* 所给文段 *
####

MapReduce 算法设计模式

MapReduce 不仅是一个编程框架，更催生了一系列经典的数据处理算法设计模式。本章介绍几个典型的 MapReduce 算法，展示如何将复杂的数据处理任务转化为 Map 和 Reduce 操作。

TeraSort 全局排序

问题背景

2008 年，Hadoop 在 910 个节点的集群上用 209 秒完成了 1TB 数据（100 亿条记录）的排序，赢得了年度 TB 级排序基准测试。2009 年，Yahoo 将这一记录缩短到 62 秒。TeraSort 的核心挑战在于：如何将海量数据均匀分配到多个 Reducer 上进行排序，避免数据倾斜。

MapReduce 排序的基本思路

MapReduce 框架自带排序机制——Shuffle 阶段会自动对中间结果按键排序。因此，最简单的排序策略是：

map(k, v) → (k, v)       // Identity Mapper，直接输出
shuffle and sort           // 框架自动按键排序
reduce(k, [v]) → (k, v)   // Identity Reducer，直接输出

但问题在于：默认的 HashPartitioner 只保证相同 key 落到同一 Reducer，不保证全局有序。如果 key 分布不均匀，某些 Reducer 会收到过多数据，成为性能瓶颈。

TotalOrderPartitioner

Hadoop 提供的 TotalOrderPartitioner 解决了上述问题，其核心思想是采样 + 均匀划分：

采样：从输入数据中随机抽取一小部分 key
排序分割：对采样数据排序后，等分为 N 份（N 为 Reducer 数量），得到 N-1 个分割点
区间划分：每个 Reducer 处理一个 key 区间，保证 Reducer i 的所有 key 小于 Reducer i+1 的所有 key

例如，设 Reducer 数为 3，采样得到 9 个 key：1, 22, 55, 60, 62, 66, 68, 70, 90，则两个分割点为 60 和 68，划分区间为 (-∞, 60)、[60, 68)、[68, +∞)。

####

* 所给条目 *
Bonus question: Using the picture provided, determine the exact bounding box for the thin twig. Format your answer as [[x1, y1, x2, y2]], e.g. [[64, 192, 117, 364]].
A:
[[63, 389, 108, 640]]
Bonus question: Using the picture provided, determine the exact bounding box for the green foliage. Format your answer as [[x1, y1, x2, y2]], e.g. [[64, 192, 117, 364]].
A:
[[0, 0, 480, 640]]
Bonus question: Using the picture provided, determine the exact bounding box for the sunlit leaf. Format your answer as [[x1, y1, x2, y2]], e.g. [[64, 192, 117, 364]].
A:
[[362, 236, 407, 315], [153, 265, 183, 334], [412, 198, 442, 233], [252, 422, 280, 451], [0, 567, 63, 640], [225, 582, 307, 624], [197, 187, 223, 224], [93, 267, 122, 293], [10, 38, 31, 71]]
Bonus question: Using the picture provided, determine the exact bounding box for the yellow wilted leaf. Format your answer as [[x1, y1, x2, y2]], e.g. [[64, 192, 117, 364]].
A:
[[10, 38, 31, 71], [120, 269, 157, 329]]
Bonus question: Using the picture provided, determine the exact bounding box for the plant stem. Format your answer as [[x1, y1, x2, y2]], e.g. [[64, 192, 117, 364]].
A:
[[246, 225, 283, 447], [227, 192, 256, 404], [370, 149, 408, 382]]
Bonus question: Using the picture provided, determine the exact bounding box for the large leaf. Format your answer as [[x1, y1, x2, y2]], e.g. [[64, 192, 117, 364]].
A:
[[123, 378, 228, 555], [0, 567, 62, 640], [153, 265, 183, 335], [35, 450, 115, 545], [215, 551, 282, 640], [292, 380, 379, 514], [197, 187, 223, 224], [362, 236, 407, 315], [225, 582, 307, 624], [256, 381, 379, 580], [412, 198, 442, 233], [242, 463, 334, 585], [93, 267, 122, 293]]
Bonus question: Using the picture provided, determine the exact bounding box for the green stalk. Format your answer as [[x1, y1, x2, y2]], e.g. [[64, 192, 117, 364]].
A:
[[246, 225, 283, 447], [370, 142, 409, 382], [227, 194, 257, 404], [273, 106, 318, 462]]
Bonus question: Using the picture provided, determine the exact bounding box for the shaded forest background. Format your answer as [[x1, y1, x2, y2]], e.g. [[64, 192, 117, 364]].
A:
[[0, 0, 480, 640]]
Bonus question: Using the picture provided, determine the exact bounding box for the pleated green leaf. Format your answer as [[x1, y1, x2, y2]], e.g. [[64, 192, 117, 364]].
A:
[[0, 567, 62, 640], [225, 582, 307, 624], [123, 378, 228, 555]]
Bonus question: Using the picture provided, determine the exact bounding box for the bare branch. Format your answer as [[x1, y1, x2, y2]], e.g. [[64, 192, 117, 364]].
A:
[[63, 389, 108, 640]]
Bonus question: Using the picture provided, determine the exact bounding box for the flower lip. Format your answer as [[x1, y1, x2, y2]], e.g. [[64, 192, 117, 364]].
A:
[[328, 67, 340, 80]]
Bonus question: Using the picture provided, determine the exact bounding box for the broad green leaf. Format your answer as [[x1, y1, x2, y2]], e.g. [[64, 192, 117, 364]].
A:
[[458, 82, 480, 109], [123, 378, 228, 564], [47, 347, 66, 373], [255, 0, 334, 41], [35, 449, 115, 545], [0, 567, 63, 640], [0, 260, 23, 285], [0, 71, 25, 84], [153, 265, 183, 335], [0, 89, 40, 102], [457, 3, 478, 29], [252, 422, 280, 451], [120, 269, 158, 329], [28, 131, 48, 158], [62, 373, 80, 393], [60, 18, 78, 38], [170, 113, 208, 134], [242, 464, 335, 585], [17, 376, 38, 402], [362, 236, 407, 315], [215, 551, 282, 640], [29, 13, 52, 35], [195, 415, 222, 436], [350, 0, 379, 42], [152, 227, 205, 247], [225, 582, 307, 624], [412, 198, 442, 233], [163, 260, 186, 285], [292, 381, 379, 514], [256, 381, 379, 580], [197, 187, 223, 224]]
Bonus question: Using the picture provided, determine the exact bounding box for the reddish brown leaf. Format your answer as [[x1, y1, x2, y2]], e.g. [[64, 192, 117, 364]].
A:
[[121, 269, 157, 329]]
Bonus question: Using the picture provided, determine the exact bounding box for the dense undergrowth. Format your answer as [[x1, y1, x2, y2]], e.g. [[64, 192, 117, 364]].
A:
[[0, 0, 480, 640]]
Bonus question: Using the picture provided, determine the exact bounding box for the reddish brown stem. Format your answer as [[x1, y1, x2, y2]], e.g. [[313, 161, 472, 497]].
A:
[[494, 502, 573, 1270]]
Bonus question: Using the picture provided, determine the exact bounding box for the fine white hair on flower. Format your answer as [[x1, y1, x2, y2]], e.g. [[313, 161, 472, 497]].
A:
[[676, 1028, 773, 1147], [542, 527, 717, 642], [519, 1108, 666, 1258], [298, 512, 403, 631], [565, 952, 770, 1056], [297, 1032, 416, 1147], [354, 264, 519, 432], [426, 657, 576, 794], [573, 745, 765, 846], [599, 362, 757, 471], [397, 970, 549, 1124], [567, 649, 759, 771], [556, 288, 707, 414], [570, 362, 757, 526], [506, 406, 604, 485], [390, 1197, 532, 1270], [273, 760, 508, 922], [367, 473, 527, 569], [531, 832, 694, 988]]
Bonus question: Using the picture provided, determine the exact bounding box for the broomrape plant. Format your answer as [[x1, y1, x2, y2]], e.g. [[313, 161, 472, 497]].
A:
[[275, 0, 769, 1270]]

####

* 任务要求 *
根据讲 MapReduce 算法设计模式的文段回答：
(a) 2008 年，Hadoop 完成 1TB 数据排序用了多少秒？
(b) 默认的 HashPartitioner 只保证什么？
(c) 在 Reducer 数为 3 的例子中，两个分割点分别是多少？
作答时只以文段为依据。

* 练习答案 *
(a) 209 秒。
(b) 只保证相同 key 落到同一 Reducer。
(c) 60 和 68。